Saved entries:
***
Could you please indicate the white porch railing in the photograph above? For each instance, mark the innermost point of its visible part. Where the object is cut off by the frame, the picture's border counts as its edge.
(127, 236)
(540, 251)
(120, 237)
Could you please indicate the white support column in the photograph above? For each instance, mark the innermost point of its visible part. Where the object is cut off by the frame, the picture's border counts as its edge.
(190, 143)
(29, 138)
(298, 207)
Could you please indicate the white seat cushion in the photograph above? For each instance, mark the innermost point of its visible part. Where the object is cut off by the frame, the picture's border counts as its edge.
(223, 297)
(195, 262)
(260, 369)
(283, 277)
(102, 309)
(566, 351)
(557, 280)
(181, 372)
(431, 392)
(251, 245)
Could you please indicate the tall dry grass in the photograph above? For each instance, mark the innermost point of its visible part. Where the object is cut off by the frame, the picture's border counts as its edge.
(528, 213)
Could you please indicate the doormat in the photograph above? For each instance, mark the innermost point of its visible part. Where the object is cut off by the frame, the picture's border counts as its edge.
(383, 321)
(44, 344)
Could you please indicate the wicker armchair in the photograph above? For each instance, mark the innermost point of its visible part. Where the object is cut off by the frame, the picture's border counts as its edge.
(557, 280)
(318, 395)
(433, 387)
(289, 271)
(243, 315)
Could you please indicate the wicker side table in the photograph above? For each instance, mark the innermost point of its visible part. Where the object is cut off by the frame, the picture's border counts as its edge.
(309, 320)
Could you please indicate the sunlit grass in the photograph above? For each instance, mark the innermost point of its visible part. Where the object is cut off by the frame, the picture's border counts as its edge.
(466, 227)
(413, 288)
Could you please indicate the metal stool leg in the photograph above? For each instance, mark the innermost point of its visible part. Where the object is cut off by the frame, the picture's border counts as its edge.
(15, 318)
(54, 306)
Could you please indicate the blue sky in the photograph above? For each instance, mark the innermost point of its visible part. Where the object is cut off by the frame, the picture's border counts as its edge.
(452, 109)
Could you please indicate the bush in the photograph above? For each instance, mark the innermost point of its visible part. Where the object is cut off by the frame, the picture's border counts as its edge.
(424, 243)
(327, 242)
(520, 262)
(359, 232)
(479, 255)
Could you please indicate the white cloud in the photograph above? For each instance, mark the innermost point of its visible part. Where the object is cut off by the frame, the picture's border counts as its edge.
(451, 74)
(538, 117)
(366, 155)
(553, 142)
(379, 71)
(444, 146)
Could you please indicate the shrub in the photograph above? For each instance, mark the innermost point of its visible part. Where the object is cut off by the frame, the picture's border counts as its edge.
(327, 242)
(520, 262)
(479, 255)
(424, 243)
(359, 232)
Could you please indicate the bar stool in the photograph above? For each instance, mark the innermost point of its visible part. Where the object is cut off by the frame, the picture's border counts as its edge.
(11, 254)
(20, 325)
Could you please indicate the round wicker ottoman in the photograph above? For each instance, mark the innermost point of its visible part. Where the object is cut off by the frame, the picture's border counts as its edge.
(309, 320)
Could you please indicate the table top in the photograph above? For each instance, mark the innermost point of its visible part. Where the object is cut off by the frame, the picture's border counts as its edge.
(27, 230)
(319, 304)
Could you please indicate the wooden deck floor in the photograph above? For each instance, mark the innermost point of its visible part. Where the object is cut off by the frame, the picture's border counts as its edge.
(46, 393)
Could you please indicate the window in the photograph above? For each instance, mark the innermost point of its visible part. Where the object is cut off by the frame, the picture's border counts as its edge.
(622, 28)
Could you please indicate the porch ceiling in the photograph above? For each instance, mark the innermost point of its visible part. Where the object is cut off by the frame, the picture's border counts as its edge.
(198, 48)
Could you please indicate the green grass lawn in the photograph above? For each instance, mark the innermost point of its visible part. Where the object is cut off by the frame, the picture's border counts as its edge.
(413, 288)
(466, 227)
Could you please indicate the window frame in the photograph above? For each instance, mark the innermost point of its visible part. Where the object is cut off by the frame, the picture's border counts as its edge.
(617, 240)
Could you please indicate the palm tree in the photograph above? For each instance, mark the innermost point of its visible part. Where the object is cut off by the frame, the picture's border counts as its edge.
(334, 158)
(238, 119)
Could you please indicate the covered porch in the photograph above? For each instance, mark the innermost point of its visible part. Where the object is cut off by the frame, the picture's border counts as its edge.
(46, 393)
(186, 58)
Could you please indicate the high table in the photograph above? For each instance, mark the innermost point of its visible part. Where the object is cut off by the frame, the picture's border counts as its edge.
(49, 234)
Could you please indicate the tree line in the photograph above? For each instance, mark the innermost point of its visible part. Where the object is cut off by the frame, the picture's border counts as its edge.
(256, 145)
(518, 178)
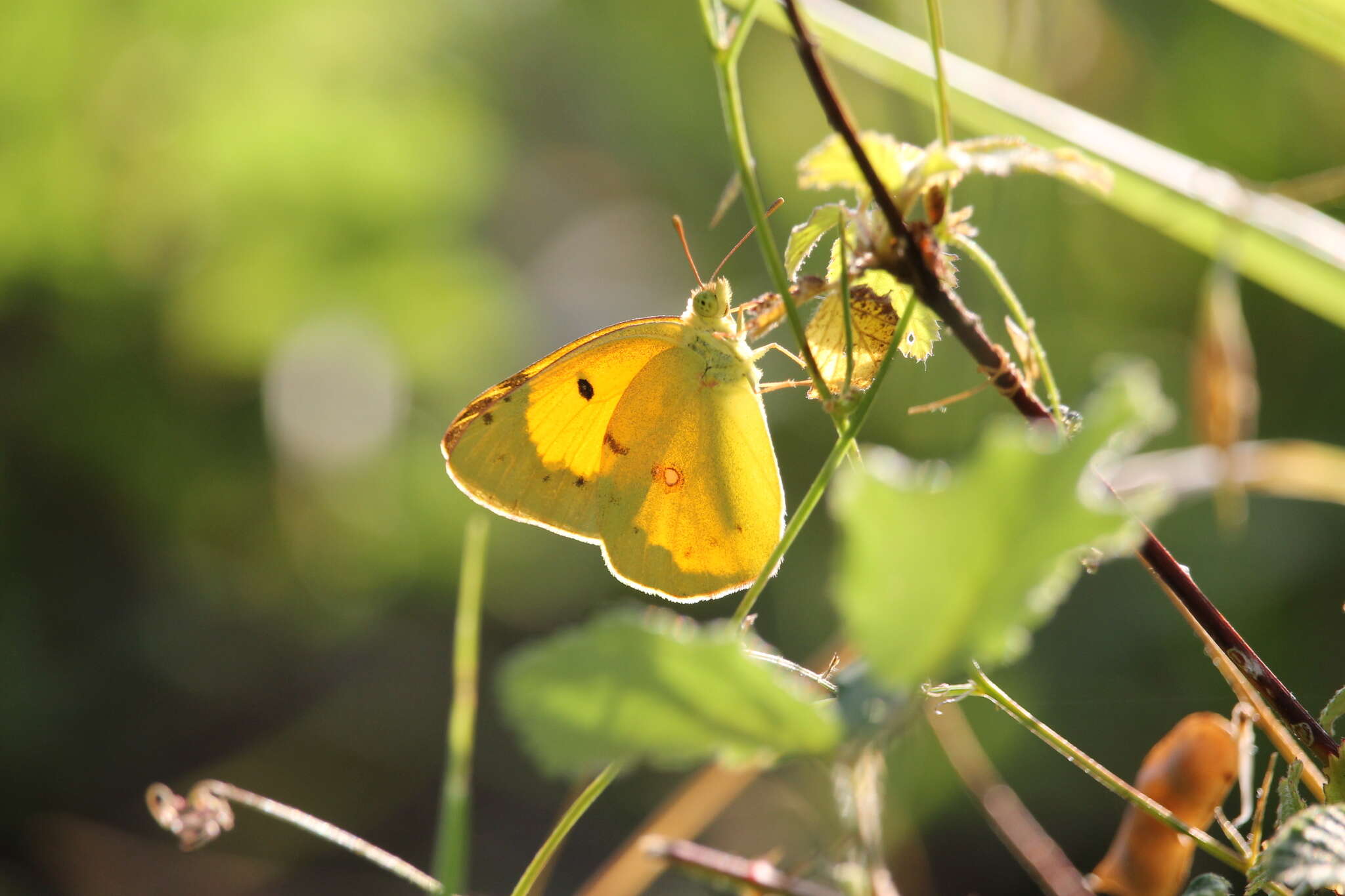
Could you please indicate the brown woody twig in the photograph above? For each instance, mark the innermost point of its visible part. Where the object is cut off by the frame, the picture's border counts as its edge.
(907, 263)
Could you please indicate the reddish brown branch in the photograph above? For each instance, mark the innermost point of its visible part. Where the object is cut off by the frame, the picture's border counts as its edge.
(907, 264)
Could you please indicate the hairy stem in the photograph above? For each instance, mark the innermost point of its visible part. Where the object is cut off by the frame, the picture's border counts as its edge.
(1020, 316)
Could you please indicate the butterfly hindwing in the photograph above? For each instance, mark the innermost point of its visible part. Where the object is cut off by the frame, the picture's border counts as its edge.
(690, 499)
(531, 446)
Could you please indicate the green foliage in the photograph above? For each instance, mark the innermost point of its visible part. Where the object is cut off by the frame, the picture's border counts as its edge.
(1290, 801)
(1208, 885)
(658, 689)
(1308, 851)
(1334, 710)
(1287, 247)
(1313, 23)
(1336, 779)
(806, 236)
(934, 576)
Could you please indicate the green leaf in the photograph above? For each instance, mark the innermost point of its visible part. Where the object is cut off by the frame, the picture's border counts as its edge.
(1336, 779)
(931, 576)
(1290, 801)
(1310, 849)
(1208, 885)
(806, 236)
(1283, 245)
(1333, 711)
(830, 163)
(655, 688)
(925, 328)
(1313, 23)
(1003, 156)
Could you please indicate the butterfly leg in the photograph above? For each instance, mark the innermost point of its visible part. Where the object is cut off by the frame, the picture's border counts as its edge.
(772, 387)
(759, 354)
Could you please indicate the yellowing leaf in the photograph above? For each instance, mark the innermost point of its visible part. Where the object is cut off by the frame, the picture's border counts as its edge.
(830, 164)
(806, 236)
(931, 576)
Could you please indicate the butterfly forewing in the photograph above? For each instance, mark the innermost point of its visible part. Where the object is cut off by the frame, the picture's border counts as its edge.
(531, 446)
(690, 500)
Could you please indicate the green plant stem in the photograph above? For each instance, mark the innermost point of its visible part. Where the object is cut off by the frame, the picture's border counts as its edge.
(943, 114)
(1095, 770)
(735, 123)
(820, 484)
(847, 313)
(563, 826)
(1020, 316)
(943, 117)
(452, 844)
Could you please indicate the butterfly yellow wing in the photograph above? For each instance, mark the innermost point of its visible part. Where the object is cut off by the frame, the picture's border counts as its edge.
(690, 496)
(533, 446)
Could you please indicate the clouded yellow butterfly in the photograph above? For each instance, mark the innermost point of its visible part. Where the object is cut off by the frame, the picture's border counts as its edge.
(648, 438)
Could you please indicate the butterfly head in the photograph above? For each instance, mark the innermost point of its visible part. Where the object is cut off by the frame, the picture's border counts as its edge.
(709, 304)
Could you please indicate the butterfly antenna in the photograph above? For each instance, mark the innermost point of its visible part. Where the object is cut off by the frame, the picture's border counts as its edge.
(751, 230)
(681, 233)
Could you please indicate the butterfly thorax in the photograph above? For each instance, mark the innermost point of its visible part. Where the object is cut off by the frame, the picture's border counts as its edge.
(712, 333)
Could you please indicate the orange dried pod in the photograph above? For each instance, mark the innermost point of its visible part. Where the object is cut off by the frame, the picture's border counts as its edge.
(1189, 771)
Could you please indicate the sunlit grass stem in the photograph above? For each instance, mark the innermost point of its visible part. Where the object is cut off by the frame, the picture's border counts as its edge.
(829, 468)
(735, 124)
(1099, 773)
(563, 826)
(452, 843)
(943, 117)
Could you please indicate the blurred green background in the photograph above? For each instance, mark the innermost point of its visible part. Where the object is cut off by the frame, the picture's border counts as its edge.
(254, 258)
***
## Task details
Starting at the line with "Could you please indicate the butterfly antenna", copy each line through the end of the data, both ends included, and give nothing else.

## Result of the task
Could you please indicate the butterfly antenna in the photograph above? For each instance, mark the innermost point of its visible part. Where the object is cut off by the frame, the picture's border counts as its edge.
(751, 230)
(681, 233)
Could you please indicate the butterfly thorax in the photograph above? For each instance, mark the innermost point of its visible part. Where the object is cut off by the frame, the picture's border counts as its edge.
(712, 333)
Could you please indicate the orange dried pod in the photograph above? For each instance, mark the innermost point of its visible part. Where the object is cut off by the frame, the picture's border counts as its edge.
(1189, 771)
Could you please indicate the sunlit grass stem in the photograph above? For each instance, mark the innermost point of its visible part. Where the object is cut off by the frame, the picture's border counts as its edge.
(829, 468)
(735, 124)
(1099, 773)
(563, 826)
(452, 843)
(943, 117)
Could you please indicate the blurred green background in the photograph above? For each instance, mark the innermost point of its visible part. Where the object is cut off by the frame, the picture's border counts as its edge.
(254, 258)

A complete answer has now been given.